Provided records START

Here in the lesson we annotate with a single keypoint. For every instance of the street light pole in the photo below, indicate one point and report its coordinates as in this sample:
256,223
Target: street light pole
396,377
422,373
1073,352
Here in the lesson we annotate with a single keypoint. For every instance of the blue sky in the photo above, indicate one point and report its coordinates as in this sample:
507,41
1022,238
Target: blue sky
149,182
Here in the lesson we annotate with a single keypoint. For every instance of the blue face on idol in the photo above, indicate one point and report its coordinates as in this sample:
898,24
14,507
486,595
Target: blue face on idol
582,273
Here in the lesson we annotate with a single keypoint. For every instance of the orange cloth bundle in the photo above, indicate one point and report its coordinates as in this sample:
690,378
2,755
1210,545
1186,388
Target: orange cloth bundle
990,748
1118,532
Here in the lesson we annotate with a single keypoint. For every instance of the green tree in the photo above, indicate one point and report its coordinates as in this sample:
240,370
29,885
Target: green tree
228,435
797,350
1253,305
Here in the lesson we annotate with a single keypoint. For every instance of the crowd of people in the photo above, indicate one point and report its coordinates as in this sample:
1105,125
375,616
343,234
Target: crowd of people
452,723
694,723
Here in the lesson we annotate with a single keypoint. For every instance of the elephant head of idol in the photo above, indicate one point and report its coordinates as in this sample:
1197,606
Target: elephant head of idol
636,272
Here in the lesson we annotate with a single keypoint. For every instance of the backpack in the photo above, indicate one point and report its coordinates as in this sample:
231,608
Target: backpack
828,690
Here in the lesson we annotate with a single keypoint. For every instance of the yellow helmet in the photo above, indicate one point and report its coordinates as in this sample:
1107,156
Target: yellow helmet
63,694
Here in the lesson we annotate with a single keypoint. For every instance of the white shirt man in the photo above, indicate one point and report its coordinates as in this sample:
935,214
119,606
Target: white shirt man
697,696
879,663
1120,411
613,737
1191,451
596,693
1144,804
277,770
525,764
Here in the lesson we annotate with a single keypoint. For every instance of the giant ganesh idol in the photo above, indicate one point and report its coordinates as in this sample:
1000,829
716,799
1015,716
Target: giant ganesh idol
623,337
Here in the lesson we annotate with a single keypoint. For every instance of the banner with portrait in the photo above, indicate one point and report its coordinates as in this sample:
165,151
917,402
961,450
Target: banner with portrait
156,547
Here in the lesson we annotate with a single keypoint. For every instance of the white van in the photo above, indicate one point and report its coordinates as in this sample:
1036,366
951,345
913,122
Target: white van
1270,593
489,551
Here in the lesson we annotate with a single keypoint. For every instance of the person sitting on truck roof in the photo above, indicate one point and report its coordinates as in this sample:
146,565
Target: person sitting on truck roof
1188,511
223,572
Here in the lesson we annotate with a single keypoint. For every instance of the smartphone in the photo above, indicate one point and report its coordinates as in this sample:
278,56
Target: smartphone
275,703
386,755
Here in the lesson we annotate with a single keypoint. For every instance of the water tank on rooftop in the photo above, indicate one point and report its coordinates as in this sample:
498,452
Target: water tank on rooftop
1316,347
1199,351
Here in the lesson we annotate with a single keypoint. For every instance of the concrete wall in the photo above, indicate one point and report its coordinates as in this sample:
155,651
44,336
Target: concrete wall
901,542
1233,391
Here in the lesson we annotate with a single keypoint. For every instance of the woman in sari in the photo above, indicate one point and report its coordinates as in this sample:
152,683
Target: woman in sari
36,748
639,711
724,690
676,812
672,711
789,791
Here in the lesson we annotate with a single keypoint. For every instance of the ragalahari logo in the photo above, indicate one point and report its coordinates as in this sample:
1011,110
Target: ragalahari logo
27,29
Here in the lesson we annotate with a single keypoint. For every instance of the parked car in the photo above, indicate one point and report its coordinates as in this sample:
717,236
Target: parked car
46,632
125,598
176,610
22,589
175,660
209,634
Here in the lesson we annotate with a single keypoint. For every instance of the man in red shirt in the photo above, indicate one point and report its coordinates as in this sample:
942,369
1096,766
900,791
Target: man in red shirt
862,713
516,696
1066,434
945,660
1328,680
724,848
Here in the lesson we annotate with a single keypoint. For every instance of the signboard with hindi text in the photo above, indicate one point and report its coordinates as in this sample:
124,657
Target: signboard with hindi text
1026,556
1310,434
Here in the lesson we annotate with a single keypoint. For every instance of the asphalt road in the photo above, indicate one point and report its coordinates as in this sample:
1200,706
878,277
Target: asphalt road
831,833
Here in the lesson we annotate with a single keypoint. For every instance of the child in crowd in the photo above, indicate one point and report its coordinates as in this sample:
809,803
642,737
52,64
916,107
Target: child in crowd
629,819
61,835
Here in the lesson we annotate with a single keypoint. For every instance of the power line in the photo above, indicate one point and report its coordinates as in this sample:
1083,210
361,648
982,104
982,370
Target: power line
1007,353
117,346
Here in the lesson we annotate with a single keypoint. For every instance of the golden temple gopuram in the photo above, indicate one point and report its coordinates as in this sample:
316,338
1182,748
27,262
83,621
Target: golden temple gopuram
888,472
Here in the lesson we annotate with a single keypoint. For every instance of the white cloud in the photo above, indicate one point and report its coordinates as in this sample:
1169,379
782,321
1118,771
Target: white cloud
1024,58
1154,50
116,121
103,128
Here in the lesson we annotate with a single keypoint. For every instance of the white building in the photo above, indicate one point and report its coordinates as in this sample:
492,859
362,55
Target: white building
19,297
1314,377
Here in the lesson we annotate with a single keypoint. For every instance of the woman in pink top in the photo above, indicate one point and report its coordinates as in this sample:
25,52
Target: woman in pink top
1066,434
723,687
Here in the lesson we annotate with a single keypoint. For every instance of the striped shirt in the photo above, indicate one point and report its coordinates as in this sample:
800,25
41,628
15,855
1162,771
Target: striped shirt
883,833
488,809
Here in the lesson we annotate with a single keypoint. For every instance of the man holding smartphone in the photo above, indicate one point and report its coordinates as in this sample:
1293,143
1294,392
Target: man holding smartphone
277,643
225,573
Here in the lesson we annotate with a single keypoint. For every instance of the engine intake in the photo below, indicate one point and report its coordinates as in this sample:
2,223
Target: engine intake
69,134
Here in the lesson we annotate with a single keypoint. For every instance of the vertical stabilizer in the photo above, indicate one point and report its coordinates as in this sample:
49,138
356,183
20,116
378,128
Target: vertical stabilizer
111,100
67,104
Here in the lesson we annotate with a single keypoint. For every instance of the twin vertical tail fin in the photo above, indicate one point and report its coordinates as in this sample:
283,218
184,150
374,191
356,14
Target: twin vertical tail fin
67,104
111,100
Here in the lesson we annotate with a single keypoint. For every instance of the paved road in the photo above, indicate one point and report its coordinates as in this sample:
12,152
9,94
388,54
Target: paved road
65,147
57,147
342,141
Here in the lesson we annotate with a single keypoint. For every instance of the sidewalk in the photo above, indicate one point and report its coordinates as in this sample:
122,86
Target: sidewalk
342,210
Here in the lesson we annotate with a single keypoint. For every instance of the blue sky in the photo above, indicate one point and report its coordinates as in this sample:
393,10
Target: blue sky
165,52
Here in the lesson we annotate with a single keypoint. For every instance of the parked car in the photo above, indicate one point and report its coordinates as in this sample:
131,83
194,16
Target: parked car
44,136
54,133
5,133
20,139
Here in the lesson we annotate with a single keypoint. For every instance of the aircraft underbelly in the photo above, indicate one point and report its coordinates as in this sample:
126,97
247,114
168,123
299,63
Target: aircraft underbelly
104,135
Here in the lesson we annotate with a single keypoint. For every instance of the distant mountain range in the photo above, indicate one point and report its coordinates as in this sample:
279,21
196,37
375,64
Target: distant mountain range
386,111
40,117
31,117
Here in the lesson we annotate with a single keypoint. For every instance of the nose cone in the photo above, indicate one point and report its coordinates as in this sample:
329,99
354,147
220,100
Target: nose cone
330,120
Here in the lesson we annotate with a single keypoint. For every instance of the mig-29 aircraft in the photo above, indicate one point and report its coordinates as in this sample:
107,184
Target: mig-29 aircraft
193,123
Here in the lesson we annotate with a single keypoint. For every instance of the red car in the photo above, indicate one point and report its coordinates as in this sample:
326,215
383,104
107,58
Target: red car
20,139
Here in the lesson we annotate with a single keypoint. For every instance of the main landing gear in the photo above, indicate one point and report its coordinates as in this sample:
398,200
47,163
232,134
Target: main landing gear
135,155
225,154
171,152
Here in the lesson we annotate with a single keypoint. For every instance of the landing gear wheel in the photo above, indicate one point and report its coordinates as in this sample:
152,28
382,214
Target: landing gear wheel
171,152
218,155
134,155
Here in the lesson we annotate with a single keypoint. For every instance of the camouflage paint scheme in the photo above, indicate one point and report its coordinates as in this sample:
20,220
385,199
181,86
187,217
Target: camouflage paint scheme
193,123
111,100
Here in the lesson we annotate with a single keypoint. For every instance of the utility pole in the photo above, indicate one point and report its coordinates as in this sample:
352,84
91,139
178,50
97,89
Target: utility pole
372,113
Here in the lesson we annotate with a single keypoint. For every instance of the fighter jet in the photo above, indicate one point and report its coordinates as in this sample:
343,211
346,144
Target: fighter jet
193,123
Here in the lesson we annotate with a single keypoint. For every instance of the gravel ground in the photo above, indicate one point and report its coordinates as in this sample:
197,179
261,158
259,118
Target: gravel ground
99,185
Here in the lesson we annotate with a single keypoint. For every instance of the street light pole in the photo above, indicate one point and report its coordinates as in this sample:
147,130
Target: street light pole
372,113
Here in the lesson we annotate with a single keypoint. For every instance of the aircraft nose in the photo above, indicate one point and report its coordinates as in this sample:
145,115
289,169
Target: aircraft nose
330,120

Provided records END

Exercise objective: Scan the entries for the word "below". Report each line that has it.

Reply to the task:
Here in the lesson we annotate with a single keypoint. For every instance of the street light pole in the photo below, indicate one point and report its coordinates as in this sample:
Here in the lesson we annotate with a single keypoint. For every instance of the engine intake in the photo below, indicate one point and report its coordinates as in this sample:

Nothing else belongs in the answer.